## TO DO
**A)** According to the Wolf Guy review, who directed the film?
**B)** Resume the Wolf Guy review from the point where it ends.

## SOURCE PASSAGE
Saturday, August 3, 2024

#2,967. Wolf Guy (1975) - Sonny Chiba Film Festival

 





Tokyo at night. An intertitle informs us it is Day three of the Lunar Cycle. A well-dressed man in a white suit runs through the streets, shouting that “she” is after him.

Reporter Akiru Inugami (Sonny Chiba), whose nickname is “Wolf”, leaps from his car and approaches the near-crazed guy. Still in a panic, the man, a criminal named Hanamura (Rikiya Yasuoka), tells Inugami that he is running from a Tiger, and that the “Curse of Miki” is coming for him.

Inugami follows him into an alley, where Hanamura is torn to shreds before his eyes. There is no tiger that we can see; he was seemingly slaughtered by an invisible force.

Thus begins director Kazuhiko Yamaguchi’s Wolf Guy. Based on a 1970 manga, Wolf Guy is jam-packed with action, mystery, and even horror. Sonny Chiba alone usually guarantees a fun film, and for my money this is one of his most entertaining.

With the help of his partner Arai (Harumi Sone), Inugami discovers that Miki is, in fact, signer Miki Ogata (Etsuko Nami), who was once engaged to the son of a powerful politician. None too happy with the match, this politician, with a little help, had Miki kidnapped and gang-raped by a band of Yakuzas, an encounter that infected her with uncurable syphilis. Her engagement off and her spirit broken, Miki now makes a living belting out tunes at a strip club, and begging for money to support her drug habit.

[Excerpts from a dataset]
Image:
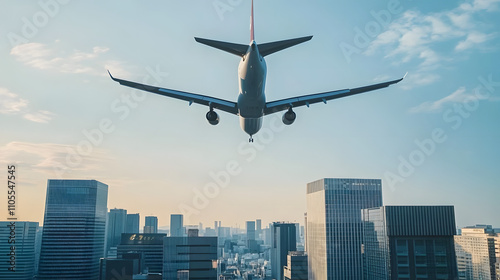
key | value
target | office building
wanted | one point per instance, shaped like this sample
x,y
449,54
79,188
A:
x,y
334,226
176,225
149,246
283,240
38,247
73,229
296,268
475,249
250,230
133,221
17,262
258,229
409,242
117,269
151,224
196,257
116,225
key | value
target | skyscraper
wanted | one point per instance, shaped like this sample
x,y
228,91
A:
x,y
258,228
195,256
73,229
409,242
250,230
117,219
334,225
296,268
176,225
17,262
475,249
151,224
149,246
283,239
133,221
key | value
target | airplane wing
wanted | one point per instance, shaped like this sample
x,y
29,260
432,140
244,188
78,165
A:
x,y
216,103
284,104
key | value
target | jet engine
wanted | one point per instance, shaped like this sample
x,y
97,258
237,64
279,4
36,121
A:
x,y
212,118
289,117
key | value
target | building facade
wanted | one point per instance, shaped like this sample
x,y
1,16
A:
x,y
334,226
73,230
17,250
190,257
283,240
296,268
149,246
176,225
116,225
409,242
151,224
476,256
133,221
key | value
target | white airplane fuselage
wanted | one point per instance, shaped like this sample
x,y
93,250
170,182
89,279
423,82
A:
x,y
252,72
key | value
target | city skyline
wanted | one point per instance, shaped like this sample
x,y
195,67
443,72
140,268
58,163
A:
x,y
431,139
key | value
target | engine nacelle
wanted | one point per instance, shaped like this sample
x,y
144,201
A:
x,y
289,117
212,118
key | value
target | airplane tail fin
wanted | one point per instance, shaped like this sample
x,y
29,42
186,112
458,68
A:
x,y
236,49
269,48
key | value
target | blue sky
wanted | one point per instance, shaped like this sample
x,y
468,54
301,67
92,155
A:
x,y
433,139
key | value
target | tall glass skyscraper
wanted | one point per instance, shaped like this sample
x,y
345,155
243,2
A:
x,y
176,225
18,264
409,242
151,224
335,228
283,239
73,230
133,223
117,223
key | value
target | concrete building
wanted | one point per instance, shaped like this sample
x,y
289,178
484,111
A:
x,y
335,228
283,240
296,268
151,224
73,230
116,225
409,242
133,221
176,225
149,246
17,250
190,258
475,249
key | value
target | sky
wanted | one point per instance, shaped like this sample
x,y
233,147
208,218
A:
x,y
433,138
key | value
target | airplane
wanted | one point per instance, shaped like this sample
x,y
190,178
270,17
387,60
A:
x,y
251,106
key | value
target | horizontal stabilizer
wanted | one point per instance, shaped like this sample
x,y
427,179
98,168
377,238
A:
x,y
236,49
269,48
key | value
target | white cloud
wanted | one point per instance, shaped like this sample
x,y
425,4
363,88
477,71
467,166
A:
x,y
472,40
50,158
458,96
40,116
12,104
429,39
44,57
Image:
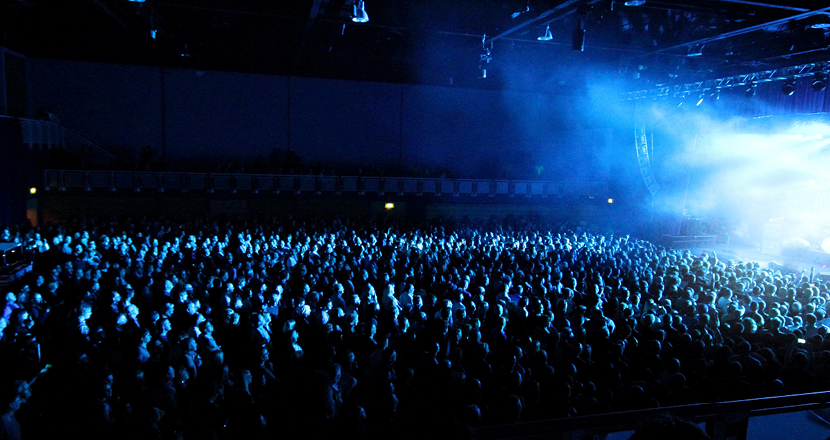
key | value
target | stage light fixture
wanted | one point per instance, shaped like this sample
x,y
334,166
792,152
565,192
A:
x,y
789,87
547,37
359,14
578,43
819,81
695,51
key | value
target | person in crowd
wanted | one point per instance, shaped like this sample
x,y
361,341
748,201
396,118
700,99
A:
x,y
209,329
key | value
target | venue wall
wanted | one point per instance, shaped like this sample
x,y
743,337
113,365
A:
x,y
220,116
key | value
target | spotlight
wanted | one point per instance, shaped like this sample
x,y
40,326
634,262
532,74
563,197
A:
x,y
547,37
695,51
819,81
359,14
789,87
578,43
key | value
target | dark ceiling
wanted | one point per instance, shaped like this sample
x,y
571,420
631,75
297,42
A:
x,y
432,41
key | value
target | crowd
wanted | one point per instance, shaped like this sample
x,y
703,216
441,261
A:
x,y
212,329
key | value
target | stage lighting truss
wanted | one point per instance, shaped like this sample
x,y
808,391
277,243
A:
x,y
788,74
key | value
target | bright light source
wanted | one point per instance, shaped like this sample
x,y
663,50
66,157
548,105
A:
x,y
359,14
547,36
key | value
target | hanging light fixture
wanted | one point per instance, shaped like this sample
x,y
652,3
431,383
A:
x,y
789,87
359,14
547,37
819,81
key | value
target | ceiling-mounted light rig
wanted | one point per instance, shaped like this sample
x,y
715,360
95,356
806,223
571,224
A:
x,y
789,87
819,81
547,36
485,57
359,14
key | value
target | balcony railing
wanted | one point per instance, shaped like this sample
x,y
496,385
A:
x,y
62,180
723,420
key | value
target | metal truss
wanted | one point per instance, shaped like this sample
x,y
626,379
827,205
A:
x,y
742,80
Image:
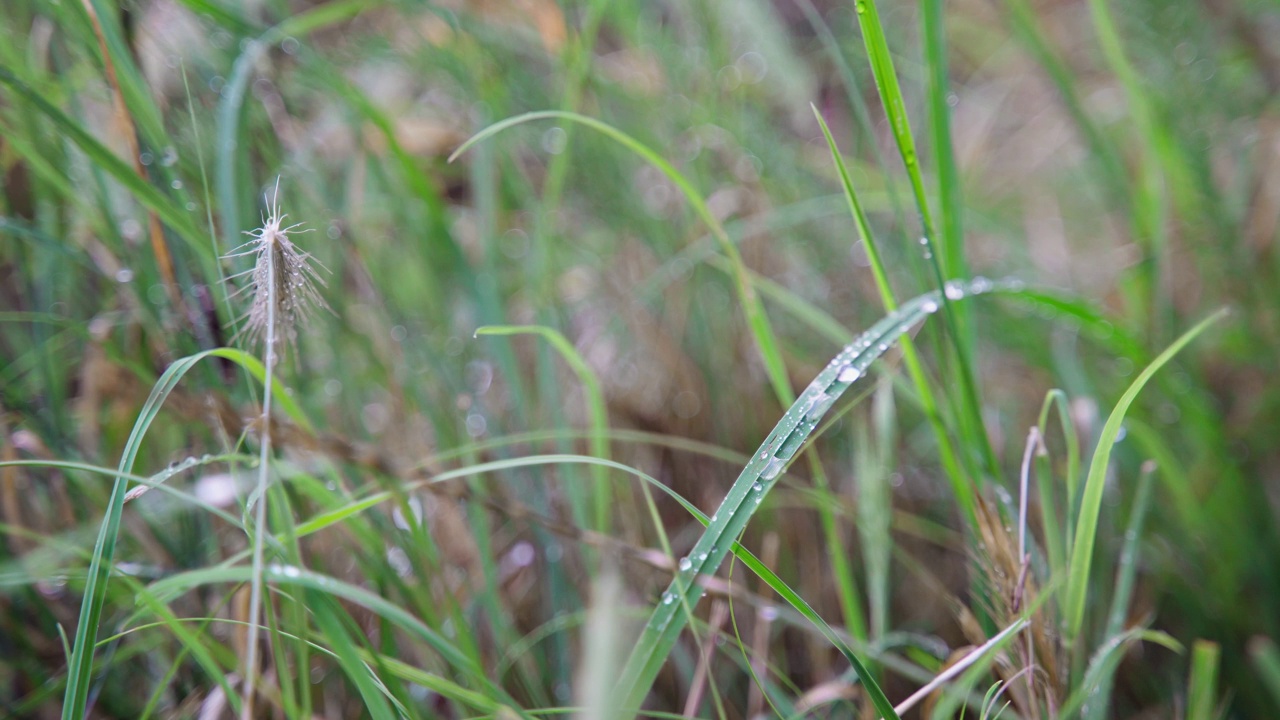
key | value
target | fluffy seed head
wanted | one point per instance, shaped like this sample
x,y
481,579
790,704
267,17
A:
x,y
282,281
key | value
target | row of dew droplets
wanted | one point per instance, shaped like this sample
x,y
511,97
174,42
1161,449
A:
x,y
803,418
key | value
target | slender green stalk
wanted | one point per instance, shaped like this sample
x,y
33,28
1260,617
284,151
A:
x,y
1091,505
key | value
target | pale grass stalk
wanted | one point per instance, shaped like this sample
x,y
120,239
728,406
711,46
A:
x,y
951,673
283,283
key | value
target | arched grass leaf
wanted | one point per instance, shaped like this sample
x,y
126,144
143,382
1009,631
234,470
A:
x,y
1091,504
81,664
759,475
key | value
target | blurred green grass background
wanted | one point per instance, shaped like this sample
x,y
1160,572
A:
x,y
1120,160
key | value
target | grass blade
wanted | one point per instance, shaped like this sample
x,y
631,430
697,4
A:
x,y
1091,504
1202,686
755,318
81,662
759,475
597,410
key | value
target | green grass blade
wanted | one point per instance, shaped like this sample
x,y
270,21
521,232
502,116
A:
x,y
1266,661
457,660
1104,664
755,318
81,662
961,484
1091,502
145,192
969,419
1202,684
1127,572
597,410
746,493
371,691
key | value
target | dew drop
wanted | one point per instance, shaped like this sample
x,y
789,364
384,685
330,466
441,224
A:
x,y
773,469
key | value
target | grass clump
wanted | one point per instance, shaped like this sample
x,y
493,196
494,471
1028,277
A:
x,y
584,256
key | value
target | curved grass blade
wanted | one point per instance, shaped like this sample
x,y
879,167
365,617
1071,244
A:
x,y
961,484
759,475
969,415
597,410
755,318
81,664
1091,504
1105,662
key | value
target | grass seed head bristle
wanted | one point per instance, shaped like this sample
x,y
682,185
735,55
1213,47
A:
x,y
279,263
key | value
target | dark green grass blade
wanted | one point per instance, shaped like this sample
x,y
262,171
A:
x,y
969,417
1202,684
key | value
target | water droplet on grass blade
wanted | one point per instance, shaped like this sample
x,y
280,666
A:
x,y
773,469
849,374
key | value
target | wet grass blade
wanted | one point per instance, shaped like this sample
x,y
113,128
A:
x,y
961,484
969,418
752,308
746,493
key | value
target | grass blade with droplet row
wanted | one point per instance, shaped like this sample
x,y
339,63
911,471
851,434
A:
x,y
759,475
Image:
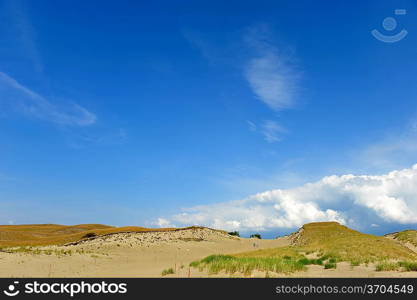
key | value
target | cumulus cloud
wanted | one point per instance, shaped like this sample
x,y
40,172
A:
x,y
32,104
269,73
354,200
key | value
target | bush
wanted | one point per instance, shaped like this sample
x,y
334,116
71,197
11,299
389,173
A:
x,y
408,266
245,265
89,235
256,235
354,263
168,271
330,266
386,266
306,261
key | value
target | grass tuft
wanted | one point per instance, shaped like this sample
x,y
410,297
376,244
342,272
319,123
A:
x,y
168,272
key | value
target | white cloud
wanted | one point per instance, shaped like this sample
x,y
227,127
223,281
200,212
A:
x,y
355,200
270,75
272,131
35,105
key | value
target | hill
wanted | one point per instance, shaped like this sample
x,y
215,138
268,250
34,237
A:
x,y
407,238
321,243
53,234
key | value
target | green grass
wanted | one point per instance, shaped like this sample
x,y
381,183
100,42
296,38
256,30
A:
x,y
336,241
405,266
409,236
246,265
329,242
330,265
408,266
168,272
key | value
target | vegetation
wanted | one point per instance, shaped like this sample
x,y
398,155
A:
x,y
328,242
334,241
397,266
407,236
52,234
245,265
168,272
330,265
89,235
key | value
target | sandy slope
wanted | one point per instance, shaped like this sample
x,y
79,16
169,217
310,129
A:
x,y
147,254
130,254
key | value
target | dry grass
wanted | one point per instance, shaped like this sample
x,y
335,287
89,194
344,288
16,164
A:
x,y
326,243
407,236
52,234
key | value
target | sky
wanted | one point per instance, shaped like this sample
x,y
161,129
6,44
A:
x,y
256,116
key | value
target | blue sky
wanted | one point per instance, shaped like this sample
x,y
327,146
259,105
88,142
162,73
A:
x,y
170,113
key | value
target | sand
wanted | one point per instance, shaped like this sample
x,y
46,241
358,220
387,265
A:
x,y
147,254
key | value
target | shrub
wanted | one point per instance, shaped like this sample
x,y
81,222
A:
x,y
306,261
168,271
330,265
231,264
386,266
408,266
354,263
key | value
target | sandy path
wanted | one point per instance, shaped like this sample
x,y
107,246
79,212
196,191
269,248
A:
x,y
147,254
129,255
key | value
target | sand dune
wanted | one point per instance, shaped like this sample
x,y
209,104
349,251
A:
x,y
148,253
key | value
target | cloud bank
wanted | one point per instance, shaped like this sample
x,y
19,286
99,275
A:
x,y
354,200
32,104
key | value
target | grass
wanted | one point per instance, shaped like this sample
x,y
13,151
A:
x,y
339,243
409,236
405,266
246,265
168,272
329,242
52,234
330,265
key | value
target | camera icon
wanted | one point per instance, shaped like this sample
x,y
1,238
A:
x,y
11,290
390,24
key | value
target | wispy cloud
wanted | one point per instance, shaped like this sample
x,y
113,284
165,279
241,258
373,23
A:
x,y
271,76
272,131
32,104
355,200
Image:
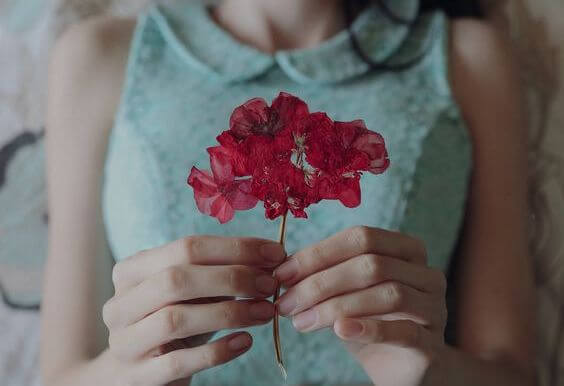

## ANSWERS TO EACH TASK
**A)** Kazuhiko Yamaguchi

**B)**
Inugami takes a special interest in Miki, whose hatred and anger is unleashed in the form of an invisible tiger, one that exacts revenge on those who ruined her life.

Inugami wants to help Miki in her quest for justice, but as we learn over time, he does so for his own reasons.

The first half of Wolf Guy is shrouded in mystery. Immediately after the strange and very violent pre-title sequence (blood flows from Hanamura’s deep gashes), the opening credits play over a flashback, in which an entire village is gunned down, leaving no survivors save a very young boy. This and many of the film’s other questions will eventually be answered, with each new revelation (including a cool one at the halfway point about Inugami’s heritage) more jaw-dropping than the last.

Along with the mystery, the movie boasts plenty of action, with Sonny Chiba kicking ass time and again as he takes on the gang that has basically enslaved Miki. Much like Chiba’s The Street Fighter and The Bodyguard, he puts a hurting on his opponents.

Which brings me to another facet of Wolf Guy: its blood and gore. The attacks by Miki’s “tiger” are violent as hell, as are Chiba’s fight scenes. That said, the movie also features what might be the single most disturbing torture sequence I ever sat through, a moment so graphic and shocking that, to decrease its impact, the filmmakers tinted it with psychedelic colors.

The film’s full title is Wolf Guy: Enraged Lycanthrope, and while it does occasionally delve into Werewolf territory, fans of that particular subgenre will likely be disappointed (it becomes more of a plot point in the final act, yet is never explored as much as I would have liked). Still, with action aplenty, a jazzy score, some stylish camerawork (chase scenes are shot hand-held), and a final showdown that you won’t soon forget, Wolf Guy is as exciting, intriguing, and amazing as they come.